Corpos de 17 bebês, há três anos em maternidade de Manaus, são sepultados
Ação inédita foi realizada com base na atuação da Defensoria Pública do Amazonas

Mariane Veiga
Publicado em: 26/12/2024 às 16:40 | Atualizado em: 26/12/2024 às 17:14
A Defensoria Pública do Amazonas (DPE-AM) divulgou neste dia 26 de dezembro que viabilizou o sepultamento de 17 corpos de recém-nascidos abandonados na Maternidade Ana Braga, em Manaus.
A ação inédita da DPE se deu em casos de extrema vulnerabilidade social, com base na tese “custos vulnerabilis”, que envolvam a fragilidade de pessoas ou grupos em situações de risco ou abandono.
O sepultamento ocorreu no cemitério Nossa Senhora Aparecida, localizado no bairro Tarumã, zona oeste da capital, com o auxílio da Prefeitura de Manaus por meio do programa SOS Funeral.
Os bebês, que nasceram mortos ou faleceram logo após o nascimento, foram abandonados por suas mães, mulheres em situação de vulnerabilidade social, e estavam armazenados há pelo menos três anos na maternidade. Conforme a defensoria, sem qualquer perspectiva de um enterro digno, já que a maternidade tentou contato com os responsáveis, sem sucesso.
A ação, que envolveu a judicialização para a autorização de sepultamento e o registro tardio de óbito, chegou à defensoria por meio do Comitê de Enfrentamento à Violência Obstétrica no Amazonas.

(Tarefa A): Segundo a notícia sobre o sepultamento dos bebês em Manaus, em que cemitério os corpos foram sepultados?
(Tarefa B): Prossiga com a notícia sobre o sepultamento dos bebês em Manaus a partir do ponto em que ela termina.

(Material fornecido):
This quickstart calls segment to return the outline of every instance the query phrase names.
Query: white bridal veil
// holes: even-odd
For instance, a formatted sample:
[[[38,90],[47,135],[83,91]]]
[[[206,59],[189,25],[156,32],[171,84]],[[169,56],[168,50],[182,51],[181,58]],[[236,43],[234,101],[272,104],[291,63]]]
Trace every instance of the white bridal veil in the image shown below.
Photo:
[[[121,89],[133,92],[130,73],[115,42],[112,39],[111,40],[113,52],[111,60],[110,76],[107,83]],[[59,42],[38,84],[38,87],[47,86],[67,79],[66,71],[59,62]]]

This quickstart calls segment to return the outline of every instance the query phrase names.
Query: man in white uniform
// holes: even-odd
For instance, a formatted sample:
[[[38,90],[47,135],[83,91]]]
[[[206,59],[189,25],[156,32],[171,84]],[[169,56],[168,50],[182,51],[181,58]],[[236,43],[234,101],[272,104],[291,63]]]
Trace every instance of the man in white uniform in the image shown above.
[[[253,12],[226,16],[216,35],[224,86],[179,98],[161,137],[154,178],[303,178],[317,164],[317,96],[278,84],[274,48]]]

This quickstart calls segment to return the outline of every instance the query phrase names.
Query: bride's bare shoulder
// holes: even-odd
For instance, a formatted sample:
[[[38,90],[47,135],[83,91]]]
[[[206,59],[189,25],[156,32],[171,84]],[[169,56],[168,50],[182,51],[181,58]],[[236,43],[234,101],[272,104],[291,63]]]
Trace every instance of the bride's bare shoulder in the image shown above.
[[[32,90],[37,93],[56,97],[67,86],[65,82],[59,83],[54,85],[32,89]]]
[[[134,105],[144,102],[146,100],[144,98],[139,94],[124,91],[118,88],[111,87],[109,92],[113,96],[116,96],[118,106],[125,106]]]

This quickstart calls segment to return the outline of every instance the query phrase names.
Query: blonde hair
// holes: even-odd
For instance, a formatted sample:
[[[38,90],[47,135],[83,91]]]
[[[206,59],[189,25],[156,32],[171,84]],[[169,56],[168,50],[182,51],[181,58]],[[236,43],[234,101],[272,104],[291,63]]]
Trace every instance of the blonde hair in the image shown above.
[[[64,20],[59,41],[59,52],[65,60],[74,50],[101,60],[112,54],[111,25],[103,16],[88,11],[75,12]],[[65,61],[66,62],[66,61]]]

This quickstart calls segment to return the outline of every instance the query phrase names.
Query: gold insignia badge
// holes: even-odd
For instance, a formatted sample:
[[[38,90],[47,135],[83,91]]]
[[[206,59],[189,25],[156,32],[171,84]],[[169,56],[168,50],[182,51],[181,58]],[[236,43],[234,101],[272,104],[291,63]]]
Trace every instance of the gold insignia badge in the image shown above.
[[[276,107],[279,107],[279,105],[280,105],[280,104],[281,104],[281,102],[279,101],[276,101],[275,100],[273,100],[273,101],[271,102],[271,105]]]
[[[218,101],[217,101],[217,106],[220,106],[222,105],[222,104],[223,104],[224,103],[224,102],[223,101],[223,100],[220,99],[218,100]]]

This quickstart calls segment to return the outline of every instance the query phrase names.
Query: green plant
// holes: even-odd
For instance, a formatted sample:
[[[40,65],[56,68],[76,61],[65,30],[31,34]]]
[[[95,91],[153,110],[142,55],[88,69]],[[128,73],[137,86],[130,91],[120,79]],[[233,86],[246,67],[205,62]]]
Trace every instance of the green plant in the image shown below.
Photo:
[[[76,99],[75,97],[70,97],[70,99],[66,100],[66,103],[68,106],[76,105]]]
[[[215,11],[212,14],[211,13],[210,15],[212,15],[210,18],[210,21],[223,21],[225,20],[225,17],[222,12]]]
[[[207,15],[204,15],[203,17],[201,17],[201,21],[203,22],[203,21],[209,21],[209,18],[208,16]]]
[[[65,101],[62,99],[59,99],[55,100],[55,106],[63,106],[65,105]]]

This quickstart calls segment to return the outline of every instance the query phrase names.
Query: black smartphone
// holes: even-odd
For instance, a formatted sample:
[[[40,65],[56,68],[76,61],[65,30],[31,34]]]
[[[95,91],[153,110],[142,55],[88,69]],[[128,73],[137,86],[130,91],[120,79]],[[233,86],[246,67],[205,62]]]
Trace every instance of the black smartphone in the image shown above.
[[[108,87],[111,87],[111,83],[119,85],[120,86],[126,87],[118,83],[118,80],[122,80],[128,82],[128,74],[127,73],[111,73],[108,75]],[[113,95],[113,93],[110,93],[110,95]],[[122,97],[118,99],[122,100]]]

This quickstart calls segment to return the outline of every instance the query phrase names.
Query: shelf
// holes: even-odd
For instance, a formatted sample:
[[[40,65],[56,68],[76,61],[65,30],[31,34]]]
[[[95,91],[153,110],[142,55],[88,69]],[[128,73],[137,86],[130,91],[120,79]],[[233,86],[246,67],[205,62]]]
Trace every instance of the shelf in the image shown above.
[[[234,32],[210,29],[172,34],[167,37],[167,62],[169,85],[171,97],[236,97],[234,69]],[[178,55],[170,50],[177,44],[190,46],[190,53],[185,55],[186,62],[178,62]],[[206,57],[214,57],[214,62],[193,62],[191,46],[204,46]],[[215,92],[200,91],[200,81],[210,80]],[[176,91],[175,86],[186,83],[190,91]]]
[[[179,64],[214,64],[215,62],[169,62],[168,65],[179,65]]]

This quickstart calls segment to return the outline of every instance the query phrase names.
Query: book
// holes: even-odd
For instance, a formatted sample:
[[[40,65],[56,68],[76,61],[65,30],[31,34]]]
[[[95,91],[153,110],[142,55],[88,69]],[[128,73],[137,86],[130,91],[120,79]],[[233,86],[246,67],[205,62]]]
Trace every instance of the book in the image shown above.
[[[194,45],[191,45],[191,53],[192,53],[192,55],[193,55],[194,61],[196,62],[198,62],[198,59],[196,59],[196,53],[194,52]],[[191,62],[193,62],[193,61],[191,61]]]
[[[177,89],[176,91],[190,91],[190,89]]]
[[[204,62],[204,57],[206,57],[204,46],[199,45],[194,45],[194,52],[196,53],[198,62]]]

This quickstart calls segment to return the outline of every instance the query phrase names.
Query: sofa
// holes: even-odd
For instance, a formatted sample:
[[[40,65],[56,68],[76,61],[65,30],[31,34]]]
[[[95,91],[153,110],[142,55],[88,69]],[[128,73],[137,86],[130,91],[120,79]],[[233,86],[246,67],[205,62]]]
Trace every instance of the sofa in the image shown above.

(Resposta A): No cemitério Nossa Senhora Aparecida, no bairro Tarumã, zona oeste da capital.

(Resposta B):
Em seguida, o caso foi assumido pela Defensoria Especializada no Atendimento de Registros Públicos, que tem como titular a defensora pública Rosimeire Barbosa, responsável por conduzir todo o processo.
“Após termos conhecimento da situação, verificamos como a Defensoria do Amazonas poderia atuar para garantir a estas crianças um enterro digno. Durante esse processo, constatamos que as mães estavam em extrema vulnerabilidade, sendo, em sua maioria, pessoas em situação de rua e dependentes químicas. Por isso, decidimos ajuizar essa demanda para obter a autorização de sepultamento combinada com o registro tardio de óbito”.
Leia mais
DPE-AM vence prêmio do CNJ com projeto Libertar-te
Quando um bebê morre recém-nascido ou nasce morto, a maternidade deve seguir alguns passos. Primeiro, é necessário obter a declaração de óbito feita pelo médico e levá-la ao cartório para a emissão tanto da certidão de nascimento quanto da de óbito.
Após isso, o SOS Funeral é acionado para dar continuidade ao processo. Se o feto pesa menos de 500 gramas, ele é descartado; no entanto, quando o peso é superior, uma resolução do Conselho Federal de Medicina (CFM) estabelece que o corpo não pode ser descartado e que o sepultamento, assim como a emissão do registro de óbito, é obrigatório.
Esse era o caso dos corpos abandonados. Dessa forma, com base na lei, a Defensoria do Amazonas obteve resposta positiva do juízo e foi autorizada a realizar o enterro. Contudo, surgiram dois fatores complicadores: a falta de espaço para o sepultamento e a intervenção de um terceiro interessado, a Amazon Crematório, que se apresentou para cremar os corpos das crianças.
“De acordo com a legislação brasileira, a cremação só pode ser realizada com autorização da família ou em situações de saúde pública. Como não havia autorização das famílias, a atitude da Amazon Crematório era ilegal.
A defensoria, então, procurou a Procuradoria-Geral do Município (PGM), alertando sobre a ilegalidade da ação.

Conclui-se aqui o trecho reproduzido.